Could you please write out each line of the records exactly, minus the pictures?

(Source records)
──────

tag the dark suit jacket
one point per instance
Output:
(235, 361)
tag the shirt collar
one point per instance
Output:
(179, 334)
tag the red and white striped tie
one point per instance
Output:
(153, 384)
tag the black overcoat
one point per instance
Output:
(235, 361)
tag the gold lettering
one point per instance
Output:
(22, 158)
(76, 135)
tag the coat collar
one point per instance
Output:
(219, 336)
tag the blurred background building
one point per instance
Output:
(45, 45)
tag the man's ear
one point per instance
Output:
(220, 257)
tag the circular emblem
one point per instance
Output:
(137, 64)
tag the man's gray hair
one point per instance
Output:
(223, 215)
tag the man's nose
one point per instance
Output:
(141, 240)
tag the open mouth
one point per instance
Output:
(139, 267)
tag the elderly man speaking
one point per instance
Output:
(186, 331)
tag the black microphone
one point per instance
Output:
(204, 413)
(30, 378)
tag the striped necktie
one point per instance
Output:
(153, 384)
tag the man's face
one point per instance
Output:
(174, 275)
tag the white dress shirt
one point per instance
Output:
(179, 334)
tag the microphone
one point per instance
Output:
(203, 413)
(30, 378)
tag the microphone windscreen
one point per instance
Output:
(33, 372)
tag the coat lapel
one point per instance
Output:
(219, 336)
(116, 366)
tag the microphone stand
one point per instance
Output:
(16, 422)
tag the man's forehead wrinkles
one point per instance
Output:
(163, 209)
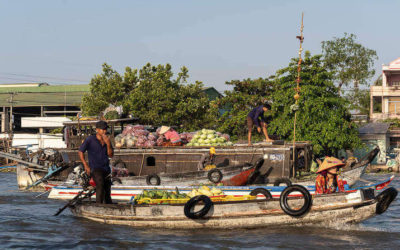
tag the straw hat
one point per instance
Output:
(164, 129)
(330, 162)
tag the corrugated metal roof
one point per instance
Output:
(42, 99)
(47, 89)
(374, 128)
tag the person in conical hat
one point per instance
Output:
(328, 180)
(172, 137)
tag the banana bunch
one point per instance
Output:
(204, 190)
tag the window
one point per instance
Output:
(150, 161)
(394, 105)
(396, 83)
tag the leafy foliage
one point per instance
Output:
(152, 95)
(246, 95)
(350, 61)
(108, 88)
(158, 99)
(322, 117)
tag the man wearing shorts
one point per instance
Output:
(256, 117)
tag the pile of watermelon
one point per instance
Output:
(209, 137)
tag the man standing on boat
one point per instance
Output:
(99, 149)
(256, 117)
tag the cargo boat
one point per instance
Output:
(300, 210)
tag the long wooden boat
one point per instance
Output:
(126, 193)
(322, 210)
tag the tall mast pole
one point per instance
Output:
(297, 90)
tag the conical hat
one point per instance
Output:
(164, 129)
(330, 162)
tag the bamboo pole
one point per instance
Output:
(297, 89)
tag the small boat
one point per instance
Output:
(127, 192)
(214, 175)
(301, 209)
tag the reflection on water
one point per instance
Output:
(28, 221)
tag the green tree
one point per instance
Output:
(246, 94)
(350, 61)
(322, 117)
(108, 88)
(159, 99)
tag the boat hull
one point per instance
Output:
(127, 192)
(326, 210)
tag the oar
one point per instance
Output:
(77, 198)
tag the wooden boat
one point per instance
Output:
(127, 192)
(169, 160)
(303, 209)
(187, 178)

──────

Result below
tag the dark suit jacket
one point per instance
Output:
(235, 361)
tag the shirt collar
one point per instance
Output:
(179, 334)
tag the red and white striped tie
one point per instance
Output:
(153, 384)
tag the black overcoat
one point per instance
Output:
(235, 361)
tag the gold lettering
one point per instance
Output:
(22, 158)
(76, 135)
tag the coat collar
one point per instance
Output:
(219, 336)
tag the blurred background building
one point per instance
Output:
(45, 45)
tag the man's ear
one point per instance
Output:
(220, 257)
tag the circular emblem
one point per instance
Output:
(137, 64)
tag the man's gray hair
one point per instance
Output:
(223, 215)
tag the man's nose
one point per instance
Output:
(141, 240)
tag the open mouth
one point per instance
Output:
(139, 267)
tag the elderly man speaking
one point per instance
Output:
(186, 331)
tag the black microphone
one point per instance
Output:
(204, 413)
(30, 378)
tag the striped necktie
one point per instance
Output:
(153, 384)
tag the man's face
one point per instance
Output:
(174, 275)
tag the white dress shirt
one point per instance
Output:
(179, 334)
tag the microphone
one point per instance
Output:
(203, 413)
(30, 378)
tag the microphone windscreen
one point per instance
Output:
(33, 372)
tag the coat lapel
one point per instance
Output:
(219, 336)
(116, 366)
tag the microphone stand
one point per instance
Output:
(16, 422)
tag the man's forehead wrinkles
one point per instance
Output:
(163, 209)
tag the straw hat
one point per instance
Output:
(164, 129)
(330, 162)
tag the corrugated metal roof
one point per instance
Output:
(42, 99)
(47, 89)
(374, 128)
tag the person in conical hat
one point per instance
Output:
(328, 180)
(172, 137)
tag the banana bunch
one point per instance
Output:
(204, 190)
tag the window
one point per instance
Output:
(150, 161)
(394, 105)
(396, 83)
tag the leafy foliage
one point per instance
Output:
(152, 95)
(246, 95)
(350, 61)
(108, 88)
(158, 99)
(322, 117)
tag the man wearing shorts
one point per instance
Output:
(256, 117)
tag the pile of watermelon
one point per instance
Output:
(209, 137)
tag the man standing on boat
one point per instance
Output:
(99, 149)
(256, 117)
tag the cargo boat
one point per instance
Output:
(300, 210)
tag the long wooden boat
one point per instance
Output:
(126, 193)
(322, 210)
tag the tall mast pole
one point per instance
Output:
(297, 90)
tag the conical hat
one point per instance
Output:
(164, 129)
(330, 162)
tag the bamboo pole
one point per instance
Output:
(297, 89)
tag the small boat
one point per instance
Output:
(127, 192)
(214, 175)
(301, 209)
tag the reflection on water
one point per instance
Output:
(28, 221)
tag the green tree
one point per instance
Output:
(246, 94)
(350, 61)
(322, 117)
(108, 88)
(159, 99)
tag the boat hull
one point per instance
Output:
(127, 192)
(326, 210)
tag the oar
one point per instance
Output:
(77, 198)
tag the wooden boat
one point per instance
Output:
(127, 192)
(169, 160)
(303, 209)
(187, 178)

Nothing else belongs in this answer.